(Work to be completed):
The records below need to be copied in full. Match them exactly.
********************
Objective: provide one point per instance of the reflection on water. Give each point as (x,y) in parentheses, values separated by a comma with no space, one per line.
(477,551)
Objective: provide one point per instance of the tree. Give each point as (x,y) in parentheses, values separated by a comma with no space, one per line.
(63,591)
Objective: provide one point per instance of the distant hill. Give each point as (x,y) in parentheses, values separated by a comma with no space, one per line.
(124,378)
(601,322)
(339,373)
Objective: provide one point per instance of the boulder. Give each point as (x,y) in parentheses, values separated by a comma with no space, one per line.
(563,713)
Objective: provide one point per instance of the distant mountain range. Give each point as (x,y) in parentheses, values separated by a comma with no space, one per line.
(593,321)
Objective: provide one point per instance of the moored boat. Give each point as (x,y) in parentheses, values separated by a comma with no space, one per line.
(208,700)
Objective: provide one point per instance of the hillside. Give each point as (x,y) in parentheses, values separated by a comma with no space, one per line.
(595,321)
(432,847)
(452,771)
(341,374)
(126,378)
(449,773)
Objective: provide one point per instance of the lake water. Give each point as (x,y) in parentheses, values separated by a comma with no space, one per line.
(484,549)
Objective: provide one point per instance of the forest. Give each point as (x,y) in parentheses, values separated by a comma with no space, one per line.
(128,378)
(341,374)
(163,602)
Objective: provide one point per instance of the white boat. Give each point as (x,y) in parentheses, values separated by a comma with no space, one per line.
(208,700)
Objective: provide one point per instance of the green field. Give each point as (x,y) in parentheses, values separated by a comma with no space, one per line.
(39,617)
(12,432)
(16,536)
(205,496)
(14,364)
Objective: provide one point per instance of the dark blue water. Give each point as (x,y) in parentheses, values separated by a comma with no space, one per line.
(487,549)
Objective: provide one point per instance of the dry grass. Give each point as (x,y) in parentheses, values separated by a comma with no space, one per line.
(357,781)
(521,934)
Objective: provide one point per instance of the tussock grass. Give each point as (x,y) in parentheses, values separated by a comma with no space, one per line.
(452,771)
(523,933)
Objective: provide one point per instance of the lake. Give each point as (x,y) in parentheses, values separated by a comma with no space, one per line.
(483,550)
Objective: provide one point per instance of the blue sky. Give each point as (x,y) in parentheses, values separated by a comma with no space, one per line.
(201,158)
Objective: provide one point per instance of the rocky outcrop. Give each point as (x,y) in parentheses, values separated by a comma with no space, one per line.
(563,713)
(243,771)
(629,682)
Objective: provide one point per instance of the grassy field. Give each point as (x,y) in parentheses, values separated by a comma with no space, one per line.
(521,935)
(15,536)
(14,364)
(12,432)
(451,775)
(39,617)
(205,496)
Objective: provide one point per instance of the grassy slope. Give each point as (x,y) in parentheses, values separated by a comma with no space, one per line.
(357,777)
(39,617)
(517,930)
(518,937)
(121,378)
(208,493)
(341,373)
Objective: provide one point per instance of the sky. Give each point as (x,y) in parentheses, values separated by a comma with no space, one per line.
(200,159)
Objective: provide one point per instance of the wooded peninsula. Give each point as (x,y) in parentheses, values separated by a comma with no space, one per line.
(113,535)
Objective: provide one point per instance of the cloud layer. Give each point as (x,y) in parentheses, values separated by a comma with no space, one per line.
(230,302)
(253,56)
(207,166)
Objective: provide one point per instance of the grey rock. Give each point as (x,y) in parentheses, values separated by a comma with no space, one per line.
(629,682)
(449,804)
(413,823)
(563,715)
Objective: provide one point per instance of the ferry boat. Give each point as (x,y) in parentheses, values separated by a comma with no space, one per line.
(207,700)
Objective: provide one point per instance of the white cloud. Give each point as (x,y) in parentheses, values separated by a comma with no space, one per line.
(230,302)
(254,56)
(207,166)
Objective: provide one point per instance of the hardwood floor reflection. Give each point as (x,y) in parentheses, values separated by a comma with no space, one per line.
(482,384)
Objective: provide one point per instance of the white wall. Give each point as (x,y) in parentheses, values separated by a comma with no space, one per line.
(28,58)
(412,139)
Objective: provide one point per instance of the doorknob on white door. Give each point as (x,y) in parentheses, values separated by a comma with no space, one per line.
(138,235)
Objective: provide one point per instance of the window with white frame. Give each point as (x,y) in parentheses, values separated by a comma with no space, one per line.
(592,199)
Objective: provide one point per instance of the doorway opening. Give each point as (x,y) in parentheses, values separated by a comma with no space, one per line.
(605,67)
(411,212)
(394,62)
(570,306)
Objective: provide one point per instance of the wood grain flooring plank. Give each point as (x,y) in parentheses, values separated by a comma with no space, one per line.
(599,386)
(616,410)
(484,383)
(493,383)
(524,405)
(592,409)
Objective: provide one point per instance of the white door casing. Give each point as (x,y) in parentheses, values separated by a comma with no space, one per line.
********************
(Response box):
Objective: provide one point per instance of the reflection on water. Give each point as (x,y) in parentheses, values separated by a comma with no space, one per line.
(477,551)
Objective: provide one point per instance of the tree. Give each point as (x,y) in parentheses, values separated by a comma with no space, one per line.
(63,591)
Objective: provide one point per instance of the distant hill. Give each point as (x,y) in parentheses, values separated by a comma with no space, one per line.
(124,378)
(601,322)
(339,373)
Objective: provide one point per instance of the boulder. Give each point as (x,y) in parentheses, values separated by a comma with no space, one per line.
(563,713)
Objective: provide one point per instance of the distant mountain range. Give each point as (x,y) in parentheses, values separated by a comma with no space, one per line.
(593,321)
Objective: provide one point per instance of the moored boat. Give each point as (x,y) in parentheses, values separated by a comma with no space, one per line.
(208,700)
Objective: provide one point per instance of the hillside. Give each point as (x,y) in parentheses, values separated by a comma with no space, one per line.
(595,321)
(432,847)
(452,771)
(341,374)
(126,378)
(449,773)
Objective: provide one point per instance of the lake water. Give each point as (x,y) in parentheses, values separated by a comma with no space, one per line.
(484,549)
Objective: provide one point per instance of the forest. Give each point as (x,y) in parentheses, values separated by a comma with no space, one per line.
(128,378)
(341,374)
(163,602)
Objective: provide one point per instance of the white boat. Give each point as (x,y) in parentheses, values separated by a comma with no space, one per line.
(208,700)
Objective: provide one point per instance of the green field. Give each point as (x,y) in parentheses, values separated by a comma with no space, one per line.
(39,617)
(12,432)
(16,536)
(205,496)
(14,364)
Objective: provide one point per instance of the dark blue water. Give each point as (x,y) in parentheses, values separated by a comma with no space, one per line.
(487,549)
Objective: provide one point per instance of the dry grass. Give each point as (x,y) in parentheses, values separated by a comma with no space, one per line.
(357,781)
(521,934)
Objective: provide one point per instance of the tussock grass. Give each point as (x,y) in parentheses, values separated by a comma with no space, one per line.
(452,771)
(523,933)
Objective: provide one point per instance of the lake. Give each point as (x,y) in parentheses, values separated by a comma with no space, one per line.
(483,550)
Objective: provide one point per instance of the blue sky. Give each point as (x,y) in parentheses, values separated by a comma with no space, one per line.
(201,158)
Objective: provide one point per instance of the rocky outcrop. Give each point as (x,y) in parentheses, values separated by a comma with no space, one per line.
(563,713)
(243,771)
(629,682)
Objective: provide one point per instance of the grassy field. Give each point as (x,y) in parentheses, values separated by a comma with no space, one per line.
(521,935)
(15,536)
(14,364)
(12,432)
(451,775)
(39,617)
(205,496)
Objective: provide one point per instance of the grassy slope. Give each point as (x,y) in parentheses, values separated by a comma with no space, one per line.
(357,777)
(39,617)
(517,930)
(518,937)
(121,378)
(208,493)
(341,373)
Objective: provide one point per instance of the sky. Give each point as (x,y) in parentheses, values separated by a comma with no space, one per line.
(200,159)
Objective: provide one point per instance of the wooded peninsula. Give each point as (x,y) in parentheses, values separated by a comma with no space, one per line.
(113,535)
Objective: provide one point per instance of the cloud layer. Give each point as (x,y) in parentheses, values separated by a comma with no space, one per line.
(230,302)
(253,56)
(207,166)
Objective: provide one point per instance of the grey rock. Give each point as (x,y) in parentheses, values separated by a comma with no space, one per line.
(629,682)
(449,804)
(413,823)
(563,715)
Objective: provide one point per instance of the ferry boat. Give each point as (x,y) in parentheses, values separated by a comma with no space, one per line.
(207,700)
Objective: provide one point per instance of the white cloud. Give each point as (x,y) in parentheses, values separated by a comma with no space, one per line.
(230,302)
(254,56)
(207,166)
Objective: provide one point per instance of the hardwood floor reflection. Give each point as (x,y) in parentheses, values separated by a comma with no space, one per line.
(482,384)
Objective: provide one point per instance of the white wall. Give each point as (x,y) in parentheses, values separated by a comma with no space, one per line.
(28,58)
(412,139)
Objective: provide one point per instance of the doorknob on white door. Give each point as (x,y) in parentheses, values separated by a comma with no space, one per line.
(138,235)
Objective: provide one point per instance of the window with white frame. Give each point as (x,y) in parentheses, values separated by a comma with no space, one per line.
(592,199)
Objective: provide one point per instance of the doorway opening. Give each point as (x,y) in parentheses, values separated by a comma with no space, one per line.
(605,67)
(411,212)
(394,62)
(570,306)
Objective: provide one point per instance of the wood grain flooring plank. Give each point as (x,y) in parentheses, values separated by a comma with no space, one per line.
(599,386)
(616,410)
(484,383)
(493,383)
(524,405)
(592,409)
Objective: provide one point per instance of the white door casing. Give each point as (x,y) in parentheses, values separated by a comma with no space, one per line.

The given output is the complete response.